§ **WRITTEN INSTRUCTION A**:
In the records below, repeat verbatim every line from the one containing "of the glowing" through the final line of the records.

§ **PASSAGE TO READ**:
- - -

Alpha. Vary is under active development and not ready for production use. Syntax, APIs, performance, and behaviour may change between releases.
CI integration
VAST runs automatically in the nightly CI workflow and as part of release candidate validation. A deep check (~9,000 programs) runs nightly with 4-path validation, metamorphic testing, mutation expansion, and negative validation. A fast check (~100 programs) can be run locally before PRs. A continuous mode supports long-running exploration.
CI modes
VAST has three execution modes that control how many programs are generated, which profiles run, and what extra checks are performed.
| Mode | Flag | Programs | Use case |
|---|---|---|---|
| Explore | --mode explore | Configurable | Manual investigation, single profile |
| Fast | --mode fast | ~100 | Quick smoke test, under 2 minutes |
| Deep | --mode deep | ~9,000 | Nightly CI, broad coverage across all profiles |
| Continuous | --mode continuous | Time-bounded | Long-running exploration, adaptive profile selection |
Explore is the default when no --mode is specified. It runs a single profile with whatever flags you pass. Fast and deep are multi-profile modes that run several profiles in sequence, aggregate results, and print a dashboard. Continuous mode is time-bounded and adaptively selects profiles based on cumulative coverage gaps (see coverage and confidence).
Fast mode
Fast mode is designed as a quick smoke test. It runs four profiles with small counts:
| Profile | Programs |
|---|---|
| core | 40 |
| control | 20 |
| types | 20 |
| complete | 20 |
vary vast --mode fast
This covers straight-line programs (core), control flow with functions and loops (control), core feature expansion including enums, data types, collections, and nullable (types), and the full feature set with match, exceptions, and generics (complete).
Exit code 0 means no mismatches were found. Exit code 1 means at least one disagreement occurred.
Deep mode
Deep mode is the nightly run. It tests all 12 profiles:
| Profile | Programs |
|---|---|
| core | 2,000 |
| control | 1,000 |
| text through generics | 500 each |
| types | 1,000 |
| complete | 1,000 |
vary vast --mode deep --verbose
Deep mode also generates regression artifacts when mismatches have reduced source available. These are written to the directory specified by --regression-dir.

- - -

[Coordinate annotation records]

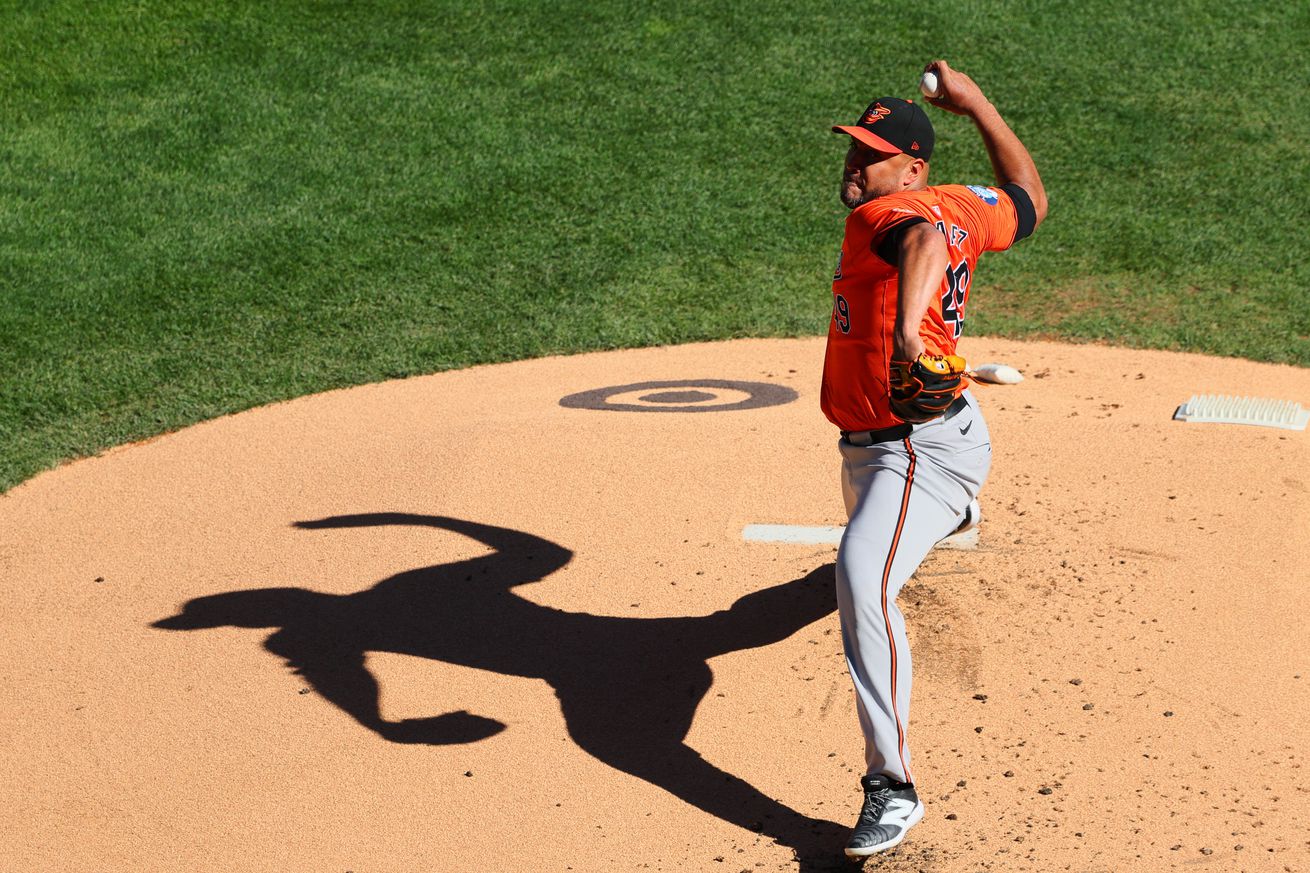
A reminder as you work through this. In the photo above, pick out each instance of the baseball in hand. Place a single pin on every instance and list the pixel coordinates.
(928, 84)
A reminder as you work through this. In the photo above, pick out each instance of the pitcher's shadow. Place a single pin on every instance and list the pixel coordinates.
(628, 687)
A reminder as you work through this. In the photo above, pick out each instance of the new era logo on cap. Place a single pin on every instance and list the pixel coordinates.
(901, 127)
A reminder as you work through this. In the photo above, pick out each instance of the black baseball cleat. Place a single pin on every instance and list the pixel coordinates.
(890, 809)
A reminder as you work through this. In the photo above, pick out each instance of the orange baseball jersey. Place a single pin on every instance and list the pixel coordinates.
(973, 219)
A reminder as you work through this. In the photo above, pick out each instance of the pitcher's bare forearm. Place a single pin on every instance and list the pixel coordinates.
(1010, 160)
(922, 264)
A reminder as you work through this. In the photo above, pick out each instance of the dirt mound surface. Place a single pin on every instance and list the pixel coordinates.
(506, 619)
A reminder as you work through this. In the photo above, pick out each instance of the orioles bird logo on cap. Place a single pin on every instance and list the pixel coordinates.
(877, 113)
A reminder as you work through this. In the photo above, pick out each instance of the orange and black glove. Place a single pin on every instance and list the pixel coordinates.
(925, 388)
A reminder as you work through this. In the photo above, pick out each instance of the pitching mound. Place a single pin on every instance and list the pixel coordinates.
(505, 619)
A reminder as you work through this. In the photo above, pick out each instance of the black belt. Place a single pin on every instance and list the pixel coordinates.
(896, 431)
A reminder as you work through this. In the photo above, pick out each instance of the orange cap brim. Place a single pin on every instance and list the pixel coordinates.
(875, 143)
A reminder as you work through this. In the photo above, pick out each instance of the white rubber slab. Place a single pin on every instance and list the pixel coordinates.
(798, 534)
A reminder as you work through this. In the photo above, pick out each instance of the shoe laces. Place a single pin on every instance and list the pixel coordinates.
(875, 802)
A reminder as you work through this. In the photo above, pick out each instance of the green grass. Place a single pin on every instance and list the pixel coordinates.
(208, 206)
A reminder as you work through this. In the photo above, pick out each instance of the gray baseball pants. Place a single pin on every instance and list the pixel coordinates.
(901, 497)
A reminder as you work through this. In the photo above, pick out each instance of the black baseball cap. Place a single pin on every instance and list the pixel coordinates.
(894, 126)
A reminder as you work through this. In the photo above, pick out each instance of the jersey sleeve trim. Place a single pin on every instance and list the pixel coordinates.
(1025, 213)
(888, 248)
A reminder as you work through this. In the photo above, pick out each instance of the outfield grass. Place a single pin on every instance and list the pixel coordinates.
(208, 206)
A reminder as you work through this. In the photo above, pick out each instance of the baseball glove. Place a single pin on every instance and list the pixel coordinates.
(924, 388)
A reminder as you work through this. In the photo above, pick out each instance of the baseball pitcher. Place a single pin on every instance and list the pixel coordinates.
(913, 443)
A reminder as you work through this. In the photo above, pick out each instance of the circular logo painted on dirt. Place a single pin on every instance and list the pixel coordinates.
(685, 395)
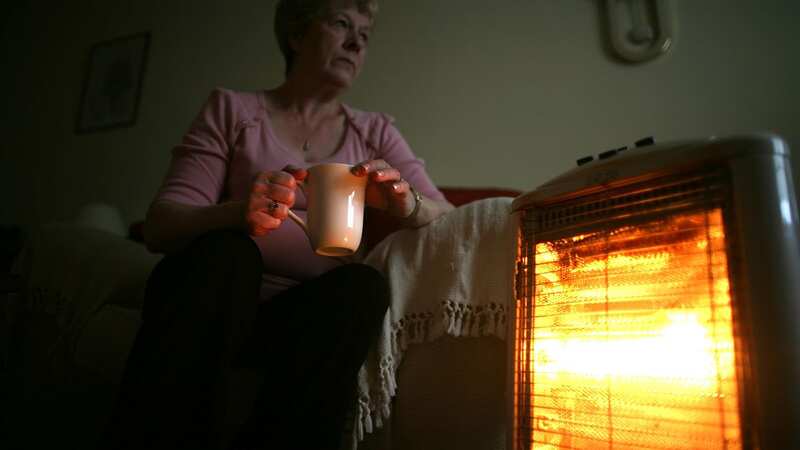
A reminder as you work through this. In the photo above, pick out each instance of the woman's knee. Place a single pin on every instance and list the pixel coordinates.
(367, 288)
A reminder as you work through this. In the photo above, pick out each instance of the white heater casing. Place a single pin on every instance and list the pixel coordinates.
(765, 275)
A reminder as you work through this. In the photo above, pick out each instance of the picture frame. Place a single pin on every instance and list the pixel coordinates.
(113, 83)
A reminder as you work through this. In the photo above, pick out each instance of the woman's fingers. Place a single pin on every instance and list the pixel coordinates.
(271, 196)
(367, 167)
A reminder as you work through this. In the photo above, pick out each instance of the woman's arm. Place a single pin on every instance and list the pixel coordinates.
(169, 225)
(429, 209)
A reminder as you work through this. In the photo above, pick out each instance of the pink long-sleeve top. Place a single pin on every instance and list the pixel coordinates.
(232, 140)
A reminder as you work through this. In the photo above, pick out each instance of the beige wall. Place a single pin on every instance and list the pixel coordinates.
(489, 93)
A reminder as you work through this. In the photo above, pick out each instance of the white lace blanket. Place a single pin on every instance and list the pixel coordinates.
(453, 277)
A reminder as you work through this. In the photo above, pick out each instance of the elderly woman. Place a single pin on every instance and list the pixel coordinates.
(240, 285)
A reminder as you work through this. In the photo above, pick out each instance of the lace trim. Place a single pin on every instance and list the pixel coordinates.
(458, 319)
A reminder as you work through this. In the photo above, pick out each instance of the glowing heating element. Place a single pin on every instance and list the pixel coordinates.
(629, 343)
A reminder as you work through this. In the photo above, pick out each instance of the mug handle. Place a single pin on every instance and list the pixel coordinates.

- - -

§ **WRITTEN INSTRUCTION B**:
Answer these questions from the page on VAST CI integration above:
(i) Roughly how many programs does the nightly deep check run?
(ii) Which mode is used when no --mode is specified?
(iii) In fast mode, what does exit code 1 mean?

§ **EXERCISE ANSWER A**:
A reminder as you work through this. In the photo above, pick out each instance of the glowing heating element. Place a single pin on every instance and list the pixel coordinates.
(629, 343)
A reminder as you work through this. In the photo above, pick out each instance of the mug handle. Place a single pin on every instance and list the pixel coordinates.

§ **EXERCISE ANSWER B**:
(i) About 9,000 programs.
(ii) Explore mode.
(iii) At least one disagreement occurred.